## [Source passage]
----------

Everyone in Washington knows that the law is unfair -- obscenely unfair. The U.S. Sentencing Commission has made four recommendations to curb the sentencing inequity. Alas, for the past two decades, Democrats and Republicans have cravenly set out to out-posture each other in toughness in the war on drugs. So Washington either voted against or ignored the Sentencing Commission's recommendations.

Sen. Joe Biden, D-Del., may be about to change the status quo. For the past couple of years, Washington's idea of reform has been to fiddle with the concept of reducing the 100-to-one crack-powder sentencing disparity to 20-to-one.

Last month, Biden made the brave leap of proposing a bill to eliminate the sentencing disparity completely -- instead of changing the law so it is unfair, but less so. As Biden wrote in a statement announcing his Drug Sentencing Reform and Cocaine Kingpin Trafficking Act of 2007, the law needs to be changed because "powder cocaine offenders who traffic 500 grams of powder (2,500-5,000 doses) receive the same five-year mandatory minimum sentence as crack cocaine offenders who posses just 5 grams of crack (10-50 doses)."

----------

## [Source excerpt]
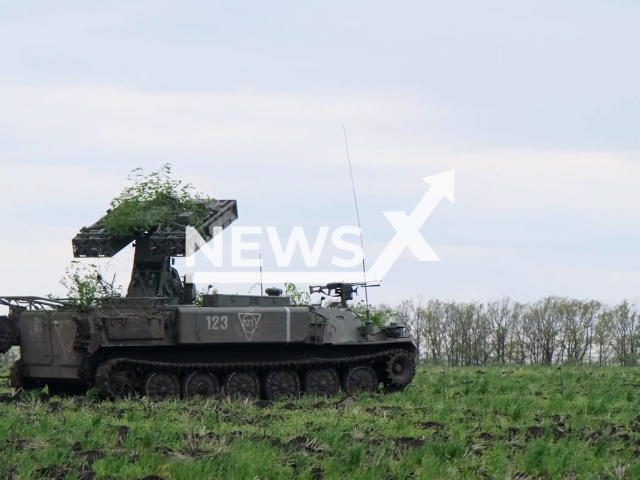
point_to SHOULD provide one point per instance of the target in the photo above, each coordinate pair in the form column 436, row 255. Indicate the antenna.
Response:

----------

## [Written problem 1]
Answer these questions using the passage on cocaine sentencing, one per line:
(a) How many recommendations has the U.S. Sentencing Commission made to curb the sentencing inequity?
(b) To what ratio has Washington considered reducing the crack-powder sentencing disparity?
(c) What is the name of the bill Biden announced?
## [Written problem 2]
Translate this sentence from the passage on cocaine sentencing into Spanish: "Sen. Joe Biden, D-Del., may be about to change the status quo."
## [Written problem 3]
Carry on writing the passage on cocaine sentencing, picking up after its final sentence.

## [Reply 1]
(a) Four
(b) 20-to-one
(c) The Drug Sentencing Reform and Cocaine Kingpin Trafficking Act of 2007

## [Reply 2]
El senador Joe Biden, D-Del., podría estar a punto de cambiar el statu quo.

## [Reply 3]
Biden's bill would raise the amount of crack cocaine so that 500 grams of either crack or powder cocaine would trigger the same mandatory minimum sentence.

Biden also included the Sentencing Commission recommendation to eliminate the mandatory minimum sentence for simple possession of 5 grams or more of crack, as crack is the only drug to mandate a prison sentence for possession alone. While supporters might argue that the possession penalty is tough on drugs, the Sentencing Commission pointed out how weak the crack possession penalty actually is: "an offender who simply possesses 5 grams of crack cocaine receives the same 5-year mandatory minimum penalty as a trafficker of other drugs."

The ACLU is supportive. A statement lauded Biden's bill as a "long-awaited fix to discriminatory federal drug sentencing."

But Eric Sterling of the Criminal Justice Policy Foundation is less enthusiastic. "Most of my friends are a little embarrassed that I'm not jumping up and down with them saying, 'This is what we've been working for.'" Continued...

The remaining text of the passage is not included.